▶ Work to complete: Gather every line in the records below that contains the word "rock", and copy each of those lines without changes.

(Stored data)
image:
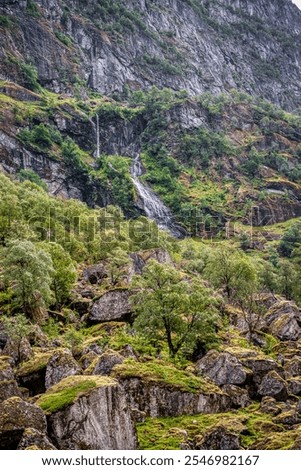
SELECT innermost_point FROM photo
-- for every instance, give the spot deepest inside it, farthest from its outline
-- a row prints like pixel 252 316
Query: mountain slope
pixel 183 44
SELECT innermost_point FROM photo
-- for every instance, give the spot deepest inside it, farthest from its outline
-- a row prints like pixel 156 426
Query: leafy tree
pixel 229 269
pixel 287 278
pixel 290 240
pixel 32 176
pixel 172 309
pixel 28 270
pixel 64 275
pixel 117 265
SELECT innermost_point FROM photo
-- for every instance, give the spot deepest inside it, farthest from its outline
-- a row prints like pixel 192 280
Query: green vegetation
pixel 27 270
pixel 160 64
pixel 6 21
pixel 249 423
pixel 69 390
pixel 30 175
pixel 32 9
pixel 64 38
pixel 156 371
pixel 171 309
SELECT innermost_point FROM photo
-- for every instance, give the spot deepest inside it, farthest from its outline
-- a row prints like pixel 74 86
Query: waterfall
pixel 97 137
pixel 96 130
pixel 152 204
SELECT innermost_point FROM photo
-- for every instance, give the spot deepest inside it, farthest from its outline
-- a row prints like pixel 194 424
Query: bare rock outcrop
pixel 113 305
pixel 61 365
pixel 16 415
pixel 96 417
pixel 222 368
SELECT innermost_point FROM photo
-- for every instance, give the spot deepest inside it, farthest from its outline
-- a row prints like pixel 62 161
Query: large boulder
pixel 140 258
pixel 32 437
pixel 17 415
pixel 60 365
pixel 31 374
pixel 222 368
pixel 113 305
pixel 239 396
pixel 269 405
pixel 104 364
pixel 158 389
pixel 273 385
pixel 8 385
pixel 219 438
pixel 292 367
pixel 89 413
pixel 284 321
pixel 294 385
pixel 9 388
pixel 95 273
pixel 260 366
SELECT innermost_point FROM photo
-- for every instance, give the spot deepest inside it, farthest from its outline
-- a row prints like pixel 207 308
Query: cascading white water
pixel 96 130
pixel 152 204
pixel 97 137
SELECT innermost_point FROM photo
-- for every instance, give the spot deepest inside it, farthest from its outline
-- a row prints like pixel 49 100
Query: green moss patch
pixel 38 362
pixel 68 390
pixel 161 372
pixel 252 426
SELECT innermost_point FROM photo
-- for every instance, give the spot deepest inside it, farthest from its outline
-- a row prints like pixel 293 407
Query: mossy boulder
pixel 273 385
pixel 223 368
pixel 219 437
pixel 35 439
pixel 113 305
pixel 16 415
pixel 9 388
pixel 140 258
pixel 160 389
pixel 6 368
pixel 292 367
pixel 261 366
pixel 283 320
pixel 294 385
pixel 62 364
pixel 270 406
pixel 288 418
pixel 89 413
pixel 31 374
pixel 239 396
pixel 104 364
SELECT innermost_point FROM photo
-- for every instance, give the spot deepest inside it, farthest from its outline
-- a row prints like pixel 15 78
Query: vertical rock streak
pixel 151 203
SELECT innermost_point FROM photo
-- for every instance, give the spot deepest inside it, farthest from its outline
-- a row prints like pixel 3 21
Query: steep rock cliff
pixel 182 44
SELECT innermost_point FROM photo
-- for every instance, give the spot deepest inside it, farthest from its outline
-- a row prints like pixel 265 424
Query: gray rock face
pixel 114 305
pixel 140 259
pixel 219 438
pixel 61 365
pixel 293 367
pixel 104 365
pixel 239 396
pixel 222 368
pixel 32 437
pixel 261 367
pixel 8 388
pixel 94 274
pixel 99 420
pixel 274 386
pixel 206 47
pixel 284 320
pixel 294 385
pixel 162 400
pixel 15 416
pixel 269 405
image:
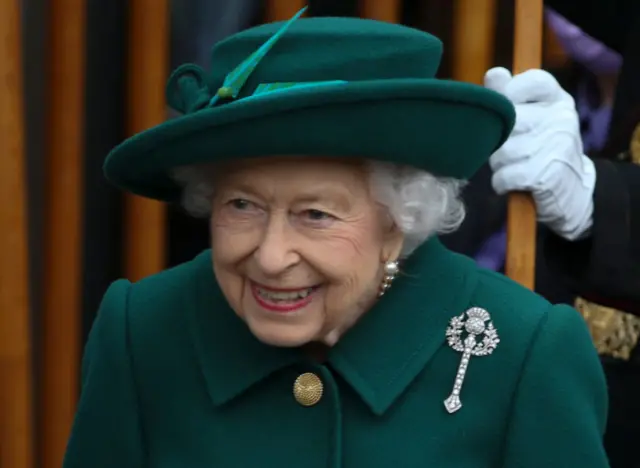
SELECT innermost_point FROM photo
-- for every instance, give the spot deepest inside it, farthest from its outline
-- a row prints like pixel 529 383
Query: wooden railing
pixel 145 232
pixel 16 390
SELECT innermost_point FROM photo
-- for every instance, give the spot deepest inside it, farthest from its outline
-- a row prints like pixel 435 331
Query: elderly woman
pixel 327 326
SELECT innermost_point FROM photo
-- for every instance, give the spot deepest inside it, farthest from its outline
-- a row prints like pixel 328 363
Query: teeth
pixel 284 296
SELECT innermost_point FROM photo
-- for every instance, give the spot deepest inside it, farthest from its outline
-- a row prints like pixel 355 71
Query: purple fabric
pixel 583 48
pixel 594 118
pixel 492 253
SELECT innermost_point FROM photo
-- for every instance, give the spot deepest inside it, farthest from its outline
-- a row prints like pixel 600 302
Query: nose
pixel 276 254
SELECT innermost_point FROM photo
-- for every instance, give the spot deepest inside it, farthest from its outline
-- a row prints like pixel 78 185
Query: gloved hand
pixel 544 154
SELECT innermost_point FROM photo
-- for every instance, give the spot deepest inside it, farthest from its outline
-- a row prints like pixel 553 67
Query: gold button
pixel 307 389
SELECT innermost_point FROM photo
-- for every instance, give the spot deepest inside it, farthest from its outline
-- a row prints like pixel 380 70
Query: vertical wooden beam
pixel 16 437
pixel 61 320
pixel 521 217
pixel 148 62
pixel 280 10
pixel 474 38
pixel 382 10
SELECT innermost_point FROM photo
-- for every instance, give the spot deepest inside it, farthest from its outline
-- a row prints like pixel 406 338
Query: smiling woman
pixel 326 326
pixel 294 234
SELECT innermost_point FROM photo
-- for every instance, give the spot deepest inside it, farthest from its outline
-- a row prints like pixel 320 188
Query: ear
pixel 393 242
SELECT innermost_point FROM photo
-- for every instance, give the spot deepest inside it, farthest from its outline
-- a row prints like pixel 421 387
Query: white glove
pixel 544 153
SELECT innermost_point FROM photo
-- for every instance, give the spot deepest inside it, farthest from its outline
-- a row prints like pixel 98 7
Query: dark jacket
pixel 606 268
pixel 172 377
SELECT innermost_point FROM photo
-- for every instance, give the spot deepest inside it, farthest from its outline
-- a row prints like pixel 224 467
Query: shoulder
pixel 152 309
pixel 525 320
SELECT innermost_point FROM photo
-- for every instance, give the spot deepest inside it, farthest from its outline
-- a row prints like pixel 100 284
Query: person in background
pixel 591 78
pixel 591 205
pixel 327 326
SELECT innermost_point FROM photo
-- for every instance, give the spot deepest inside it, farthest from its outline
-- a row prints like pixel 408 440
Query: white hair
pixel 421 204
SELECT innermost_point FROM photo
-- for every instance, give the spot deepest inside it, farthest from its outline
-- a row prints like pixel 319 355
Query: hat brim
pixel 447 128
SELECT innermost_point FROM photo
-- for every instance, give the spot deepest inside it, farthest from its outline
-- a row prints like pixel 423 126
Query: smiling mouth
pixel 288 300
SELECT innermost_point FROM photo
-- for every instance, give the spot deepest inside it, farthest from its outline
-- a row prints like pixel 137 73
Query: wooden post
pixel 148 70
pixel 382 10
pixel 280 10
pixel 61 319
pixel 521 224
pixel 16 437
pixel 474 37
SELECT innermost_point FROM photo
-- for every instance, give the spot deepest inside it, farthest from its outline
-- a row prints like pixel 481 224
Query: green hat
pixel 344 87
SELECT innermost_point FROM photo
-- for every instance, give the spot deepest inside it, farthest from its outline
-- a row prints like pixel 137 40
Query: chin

▶ Task answer:
Query: bare rock outcrop
Query: vertical rock streak
Query: steep rock cliff
Query: gray rock face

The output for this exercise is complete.